[Referring expression pointing data]

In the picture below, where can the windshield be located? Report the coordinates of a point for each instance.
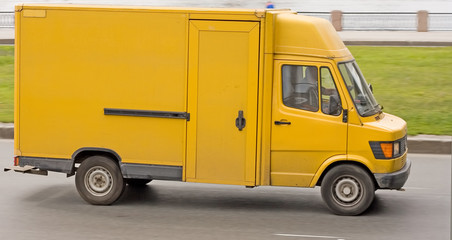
(359, 90)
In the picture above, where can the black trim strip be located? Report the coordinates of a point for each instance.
(49, 164)
(146, 113)
(148, 171)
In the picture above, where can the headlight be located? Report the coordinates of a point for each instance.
(396, 149)
(387, 150)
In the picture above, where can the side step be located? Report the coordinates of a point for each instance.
(27, 169)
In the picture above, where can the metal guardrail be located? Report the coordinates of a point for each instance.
(440, 22)
(400, 21)
(380, 21)
(6, 19)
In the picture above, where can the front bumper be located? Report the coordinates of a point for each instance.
(394, 180)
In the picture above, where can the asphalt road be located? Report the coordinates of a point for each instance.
(38, 207)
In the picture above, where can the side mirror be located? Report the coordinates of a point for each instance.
(371, 88)
(335, 107)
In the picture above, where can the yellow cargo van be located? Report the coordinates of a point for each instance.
(124, 95)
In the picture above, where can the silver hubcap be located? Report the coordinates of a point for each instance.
(347, 191)
(98, 181)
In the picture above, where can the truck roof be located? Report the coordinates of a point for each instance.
(293, 34)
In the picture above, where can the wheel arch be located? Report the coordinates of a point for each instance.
(331, 163)
(83, 153)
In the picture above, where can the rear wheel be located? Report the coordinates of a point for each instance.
(134, 182)
(348, 190)
(99, 180)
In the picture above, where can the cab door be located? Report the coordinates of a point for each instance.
(308, 122)
(222, 101)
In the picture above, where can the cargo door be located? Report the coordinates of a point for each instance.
(222, 102)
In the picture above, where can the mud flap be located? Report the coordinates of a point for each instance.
(27, 169)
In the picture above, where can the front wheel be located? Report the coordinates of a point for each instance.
(99, 180)
(348, 190)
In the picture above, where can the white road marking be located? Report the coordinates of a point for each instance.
(308, 236)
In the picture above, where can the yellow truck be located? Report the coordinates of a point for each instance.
(121, 95)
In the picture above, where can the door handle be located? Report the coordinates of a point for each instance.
(240, 121)
(282, 123)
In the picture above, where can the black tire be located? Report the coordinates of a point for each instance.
(99, 180)
(348, 190)
(134, 182)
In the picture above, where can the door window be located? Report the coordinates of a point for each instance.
(331, 102)
(300, 87)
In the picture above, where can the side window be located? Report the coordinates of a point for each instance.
(331, 102)
(300, 87)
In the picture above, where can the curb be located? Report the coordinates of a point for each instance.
(427, 144)
(397, 43)
(6, 41)
(7, 130)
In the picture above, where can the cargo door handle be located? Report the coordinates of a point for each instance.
(240, 121)
(282, 123)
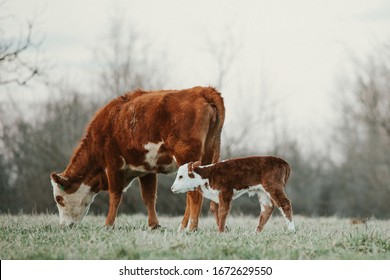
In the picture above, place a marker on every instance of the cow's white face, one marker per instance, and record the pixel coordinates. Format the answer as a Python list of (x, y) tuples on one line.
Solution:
[(74, 206), (186, 180)]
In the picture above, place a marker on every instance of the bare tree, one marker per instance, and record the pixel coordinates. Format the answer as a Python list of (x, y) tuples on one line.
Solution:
[(363, 136), (19, 60)]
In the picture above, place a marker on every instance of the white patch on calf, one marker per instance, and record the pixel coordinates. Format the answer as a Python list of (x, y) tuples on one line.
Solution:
[(183, 183), (210, 193)]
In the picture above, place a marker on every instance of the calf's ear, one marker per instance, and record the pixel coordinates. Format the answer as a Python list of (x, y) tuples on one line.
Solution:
[(190, 167)]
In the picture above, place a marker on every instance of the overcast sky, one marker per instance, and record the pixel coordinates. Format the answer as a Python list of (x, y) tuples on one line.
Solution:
[(295, 51)]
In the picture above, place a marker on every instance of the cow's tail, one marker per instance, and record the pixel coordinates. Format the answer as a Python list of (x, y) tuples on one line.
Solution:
[(213, 139)]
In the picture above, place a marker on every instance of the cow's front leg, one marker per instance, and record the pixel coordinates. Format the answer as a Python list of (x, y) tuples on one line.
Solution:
[(115, 189), (148, 193)]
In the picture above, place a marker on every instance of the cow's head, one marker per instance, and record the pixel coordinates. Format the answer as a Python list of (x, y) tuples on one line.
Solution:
[(73, 199), (187, 179)]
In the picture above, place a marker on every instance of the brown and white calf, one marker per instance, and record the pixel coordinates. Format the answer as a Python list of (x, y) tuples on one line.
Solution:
[(225, 181), (140, 134)]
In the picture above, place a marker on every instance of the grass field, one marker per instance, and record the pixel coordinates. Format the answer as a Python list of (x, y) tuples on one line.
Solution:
[(41, 237)]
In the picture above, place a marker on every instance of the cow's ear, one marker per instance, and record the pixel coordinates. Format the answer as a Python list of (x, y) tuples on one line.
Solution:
[(61, 181)]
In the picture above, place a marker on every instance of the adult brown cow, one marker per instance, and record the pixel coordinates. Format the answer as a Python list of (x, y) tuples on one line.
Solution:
[(140, 134)]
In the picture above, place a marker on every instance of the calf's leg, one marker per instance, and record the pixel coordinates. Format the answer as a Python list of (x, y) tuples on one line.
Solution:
[(148, 193), (283, 203), (214, 209), (266, 209), (223, 210)]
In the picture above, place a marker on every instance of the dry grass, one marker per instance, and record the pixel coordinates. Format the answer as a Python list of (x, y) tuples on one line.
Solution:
[(40, 237)]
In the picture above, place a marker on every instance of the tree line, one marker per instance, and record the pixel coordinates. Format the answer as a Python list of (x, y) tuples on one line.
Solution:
[(354, 183)]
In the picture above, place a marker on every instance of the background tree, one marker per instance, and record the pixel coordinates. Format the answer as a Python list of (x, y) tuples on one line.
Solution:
[(363, 137), (19, 55)]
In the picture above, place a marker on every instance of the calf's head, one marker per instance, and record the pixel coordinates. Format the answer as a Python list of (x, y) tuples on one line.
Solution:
[(73, 199), (187, 179)]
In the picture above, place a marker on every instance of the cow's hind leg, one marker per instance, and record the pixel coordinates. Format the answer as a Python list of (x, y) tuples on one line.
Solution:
[(115, 189), (266, 209), (148, 193)]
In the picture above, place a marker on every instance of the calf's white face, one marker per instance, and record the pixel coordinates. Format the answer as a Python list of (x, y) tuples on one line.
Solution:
[(186, 181), (72, 207)]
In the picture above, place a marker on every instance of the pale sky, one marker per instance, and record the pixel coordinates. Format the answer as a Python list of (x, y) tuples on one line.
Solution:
[(294, 51)]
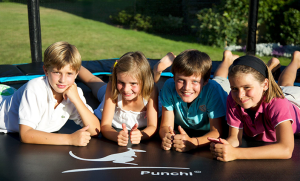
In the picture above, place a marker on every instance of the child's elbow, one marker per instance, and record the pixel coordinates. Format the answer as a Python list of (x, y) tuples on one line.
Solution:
[(24, 139), (287, 153), (96, 132)]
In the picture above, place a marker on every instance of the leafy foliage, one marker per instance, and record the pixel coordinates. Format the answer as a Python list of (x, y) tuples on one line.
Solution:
[(290, 27), (226, 24)]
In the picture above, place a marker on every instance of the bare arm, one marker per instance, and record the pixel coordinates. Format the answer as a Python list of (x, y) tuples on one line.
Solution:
[(215, 131), (30, 135), (87, 117), (107, 116), (152, 115), (235, 136), (166, 128), (282, 149)]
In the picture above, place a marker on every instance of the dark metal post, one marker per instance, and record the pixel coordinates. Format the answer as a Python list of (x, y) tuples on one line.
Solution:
[(34, 30), (252, 27)]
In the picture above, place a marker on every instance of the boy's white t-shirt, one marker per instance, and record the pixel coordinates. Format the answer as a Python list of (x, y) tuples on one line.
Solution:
[(33, 105)]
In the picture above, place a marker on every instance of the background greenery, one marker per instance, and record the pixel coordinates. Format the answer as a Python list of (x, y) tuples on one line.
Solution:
[(89, 29)]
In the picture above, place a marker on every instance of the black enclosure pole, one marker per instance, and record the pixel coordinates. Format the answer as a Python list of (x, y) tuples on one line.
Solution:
[(252, 27), (34, 30)]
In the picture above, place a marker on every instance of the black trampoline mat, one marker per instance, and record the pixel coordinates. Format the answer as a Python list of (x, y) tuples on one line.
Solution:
[(28, 162)]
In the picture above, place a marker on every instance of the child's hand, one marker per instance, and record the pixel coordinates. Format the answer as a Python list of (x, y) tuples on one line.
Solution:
[(71, 93), (182, 142), (224, 151), (81, 137), (167, 141), (135, 135), (123, 136)]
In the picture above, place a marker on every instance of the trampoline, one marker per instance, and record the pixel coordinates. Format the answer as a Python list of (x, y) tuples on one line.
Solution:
[(103, 159)]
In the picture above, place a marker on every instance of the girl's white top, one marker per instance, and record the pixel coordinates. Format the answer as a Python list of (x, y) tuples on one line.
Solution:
[(130, 118)]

TASK INSTRUCTIONS: Count lines, not occurrences: report how many lines in the entries above include the word "face", as a number alone.

REPLY TO THE TASK: 2